Question:  Hi Stéphane.  Can you hear me?

Spokesman:  Yes, go ahead.

Question:  Yeah, I put a couple of questions in the chat, but I don’t think you’re getting them.  I’ve got two questions.  Can I do one and then one?

Spokesman:  Yes, please, go ahead.

Question:  The first one is continuing with James’ question about Libya.  Sometimes, when it comes to peace talks and negotiations, folks go to the meeting, and we know that nothing’s going to happen.  So, what we sometimes look for is decisive changes in the military situation, and after those, you often see that the motivation for engaging in peace talks changes amongst the parties.  So, given what’s happened in Libya with the retaking of the capital, Tripoli, do you guys… does the UN see this as a moment of opportunity for peace talks that should be seized upon?

Spokesman:  Look, I think… the question you raised is a very interesting one and those for analysts and journalist like you to answer.  I cannot speak to the motivation of the parties.  I mean, we all know what’s going on on the ground.  We all see what’s going on on the ground.  We’re not blind to it.  We have been pushing for these talks to resume.  We have been pushing for a cessation of hostilities, for a ceasefire, since this new wave of violence began more than a year ago.  What motivates the parties is a question you need to ask them, but we are seizing the opportunity, whatever the motivations may be.

_ _ _ _ _

Actions to take
#1 From the briefing transcript, set down word for word the part that opens with the words containing "Spokesman:  Yes, go" and closes with "and then one?".
#2 In the briefing transcript, list everything the Spokesman says the UN has been pushing for.

_ _ _ _ _

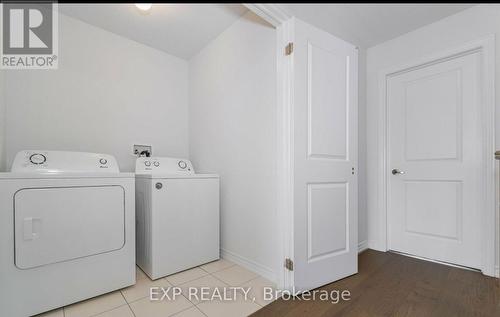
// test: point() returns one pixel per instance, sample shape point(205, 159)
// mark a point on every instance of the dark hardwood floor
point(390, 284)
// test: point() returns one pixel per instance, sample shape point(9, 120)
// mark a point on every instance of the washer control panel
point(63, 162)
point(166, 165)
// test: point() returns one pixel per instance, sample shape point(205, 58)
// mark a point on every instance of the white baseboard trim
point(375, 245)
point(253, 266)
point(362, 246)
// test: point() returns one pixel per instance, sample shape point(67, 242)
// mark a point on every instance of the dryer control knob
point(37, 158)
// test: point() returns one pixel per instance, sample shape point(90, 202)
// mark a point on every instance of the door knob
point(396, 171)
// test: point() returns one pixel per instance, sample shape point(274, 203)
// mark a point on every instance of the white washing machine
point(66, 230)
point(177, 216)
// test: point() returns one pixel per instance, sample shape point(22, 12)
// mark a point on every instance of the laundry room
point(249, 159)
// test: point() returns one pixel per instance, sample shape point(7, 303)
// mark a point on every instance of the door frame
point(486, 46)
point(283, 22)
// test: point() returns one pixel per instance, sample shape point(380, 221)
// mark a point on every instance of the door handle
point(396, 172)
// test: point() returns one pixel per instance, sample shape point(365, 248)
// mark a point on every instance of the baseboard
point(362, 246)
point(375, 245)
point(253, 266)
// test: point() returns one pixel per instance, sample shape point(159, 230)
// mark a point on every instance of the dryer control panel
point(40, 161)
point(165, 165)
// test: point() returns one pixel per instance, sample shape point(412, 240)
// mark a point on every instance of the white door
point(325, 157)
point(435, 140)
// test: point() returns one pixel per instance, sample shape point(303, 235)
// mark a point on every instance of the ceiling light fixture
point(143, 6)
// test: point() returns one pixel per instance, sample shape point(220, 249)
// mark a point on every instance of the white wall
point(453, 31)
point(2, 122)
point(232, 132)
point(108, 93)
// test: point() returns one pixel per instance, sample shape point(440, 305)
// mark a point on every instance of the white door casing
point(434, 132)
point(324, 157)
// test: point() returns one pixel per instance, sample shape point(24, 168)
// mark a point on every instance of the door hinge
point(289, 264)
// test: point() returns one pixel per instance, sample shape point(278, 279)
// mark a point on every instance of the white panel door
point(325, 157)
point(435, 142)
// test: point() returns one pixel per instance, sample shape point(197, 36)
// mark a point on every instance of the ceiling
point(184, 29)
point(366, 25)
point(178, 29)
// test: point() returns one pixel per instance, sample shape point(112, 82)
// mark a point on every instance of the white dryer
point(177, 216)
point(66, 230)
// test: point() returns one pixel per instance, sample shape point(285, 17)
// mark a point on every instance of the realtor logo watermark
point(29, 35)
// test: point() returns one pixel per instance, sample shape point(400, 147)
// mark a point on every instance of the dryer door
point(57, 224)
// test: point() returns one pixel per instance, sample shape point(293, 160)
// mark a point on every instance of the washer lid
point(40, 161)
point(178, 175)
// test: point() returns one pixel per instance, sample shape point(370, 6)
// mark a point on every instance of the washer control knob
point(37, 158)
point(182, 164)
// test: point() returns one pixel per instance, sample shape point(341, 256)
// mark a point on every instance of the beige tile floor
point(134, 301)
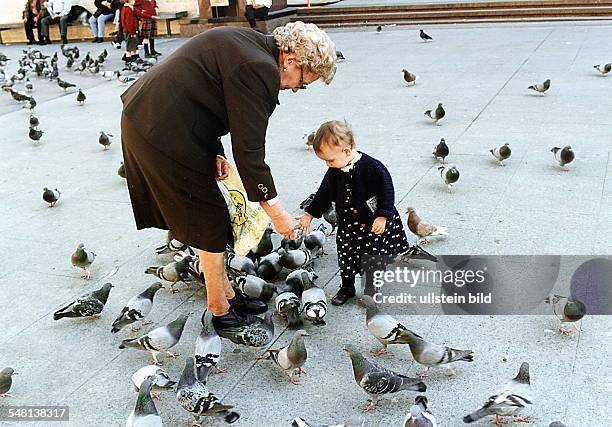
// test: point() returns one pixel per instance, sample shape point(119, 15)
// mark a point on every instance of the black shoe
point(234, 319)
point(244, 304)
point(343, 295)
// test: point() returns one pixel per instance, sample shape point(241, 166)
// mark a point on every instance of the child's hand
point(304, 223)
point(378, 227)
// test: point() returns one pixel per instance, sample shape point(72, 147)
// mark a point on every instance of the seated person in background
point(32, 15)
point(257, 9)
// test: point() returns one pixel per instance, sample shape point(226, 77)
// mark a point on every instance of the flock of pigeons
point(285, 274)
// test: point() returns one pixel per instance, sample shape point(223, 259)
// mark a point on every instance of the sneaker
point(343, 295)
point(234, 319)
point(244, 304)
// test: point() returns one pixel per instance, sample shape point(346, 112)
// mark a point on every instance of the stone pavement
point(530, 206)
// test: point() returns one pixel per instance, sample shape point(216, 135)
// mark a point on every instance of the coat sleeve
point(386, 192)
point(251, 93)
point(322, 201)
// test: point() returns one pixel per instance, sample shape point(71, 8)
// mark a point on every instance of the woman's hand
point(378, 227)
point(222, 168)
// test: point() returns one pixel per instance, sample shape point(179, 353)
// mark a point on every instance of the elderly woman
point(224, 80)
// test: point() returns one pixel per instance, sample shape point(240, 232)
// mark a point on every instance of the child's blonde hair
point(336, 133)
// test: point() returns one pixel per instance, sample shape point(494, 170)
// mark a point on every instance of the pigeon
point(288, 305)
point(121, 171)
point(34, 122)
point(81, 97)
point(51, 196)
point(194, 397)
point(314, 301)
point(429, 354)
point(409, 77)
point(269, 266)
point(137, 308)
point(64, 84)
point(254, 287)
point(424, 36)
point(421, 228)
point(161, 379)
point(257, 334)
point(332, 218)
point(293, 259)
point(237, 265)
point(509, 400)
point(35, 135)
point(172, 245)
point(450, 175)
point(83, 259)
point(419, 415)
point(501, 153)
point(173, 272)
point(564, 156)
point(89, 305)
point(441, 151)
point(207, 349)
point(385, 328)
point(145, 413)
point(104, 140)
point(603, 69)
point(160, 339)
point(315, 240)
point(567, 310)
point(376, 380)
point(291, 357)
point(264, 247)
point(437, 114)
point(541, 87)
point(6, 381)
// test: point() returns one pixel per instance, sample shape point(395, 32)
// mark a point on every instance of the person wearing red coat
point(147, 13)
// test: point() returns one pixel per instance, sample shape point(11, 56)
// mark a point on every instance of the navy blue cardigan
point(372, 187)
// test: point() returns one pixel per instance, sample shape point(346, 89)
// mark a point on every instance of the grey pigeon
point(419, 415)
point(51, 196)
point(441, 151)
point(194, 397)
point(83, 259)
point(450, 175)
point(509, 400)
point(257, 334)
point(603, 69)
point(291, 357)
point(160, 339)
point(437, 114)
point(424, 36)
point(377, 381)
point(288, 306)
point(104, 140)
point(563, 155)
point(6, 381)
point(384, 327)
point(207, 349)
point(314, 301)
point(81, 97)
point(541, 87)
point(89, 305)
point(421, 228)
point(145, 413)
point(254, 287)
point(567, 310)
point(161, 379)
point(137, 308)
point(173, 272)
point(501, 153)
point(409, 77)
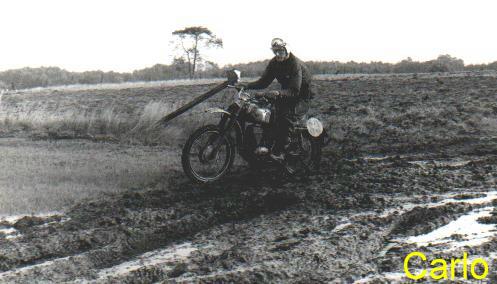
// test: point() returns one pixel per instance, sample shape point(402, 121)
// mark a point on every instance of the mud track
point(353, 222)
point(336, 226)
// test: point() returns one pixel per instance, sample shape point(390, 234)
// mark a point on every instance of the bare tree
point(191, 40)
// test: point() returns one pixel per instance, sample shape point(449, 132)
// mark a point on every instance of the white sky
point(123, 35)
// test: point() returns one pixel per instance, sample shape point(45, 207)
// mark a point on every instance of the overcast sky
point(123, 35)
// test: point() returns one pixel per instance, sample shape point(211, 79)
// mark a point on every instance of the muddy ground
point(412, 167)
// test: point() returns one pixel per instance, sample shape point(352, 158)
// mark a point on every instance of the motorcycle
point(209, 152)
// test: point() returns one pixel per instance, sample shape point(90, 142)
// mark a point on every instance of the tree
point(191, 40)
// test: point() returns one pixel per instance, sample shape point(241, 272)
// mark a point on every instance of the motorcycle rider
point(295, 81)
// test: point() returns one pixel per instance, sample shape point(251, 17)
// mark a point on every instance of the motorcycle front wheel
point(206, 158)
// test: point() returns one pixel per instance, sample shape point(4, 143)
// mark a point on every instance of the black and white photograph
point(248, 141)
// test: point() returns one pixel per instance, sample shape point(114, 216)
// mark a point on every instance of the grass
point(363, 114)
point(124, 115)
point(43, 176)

_ _ _ _ _

Answers given
#1
Spokesman:  Yes, go ahead.

Question:  Yeah, I put a couple of questions in the chat, but I don’t think you’re getting them.  I’ve got two questions.  Can I do one and then one?

#2
- These talks to resume
- A cessation of hostilities
- A ceasefire